- _STATED EXERCISE_:
Can you render every line of the records below as a numbered list, leaving out blank lines?

- _INFORMATION SHOWN_:

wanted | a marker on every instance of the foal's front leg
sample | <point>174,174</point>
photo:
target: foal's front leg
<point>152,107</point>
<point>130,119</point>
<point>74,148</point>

- _WRITTEN SOLUTION_:
1. wanted | a marker on every instance of the foal's front leg
2. sample | <point>174,174</point>
3. photo:
4. target: foal's front leg
5. <point>152,107</point>
6. <point>130,119</point>
7. <point>74,148</point>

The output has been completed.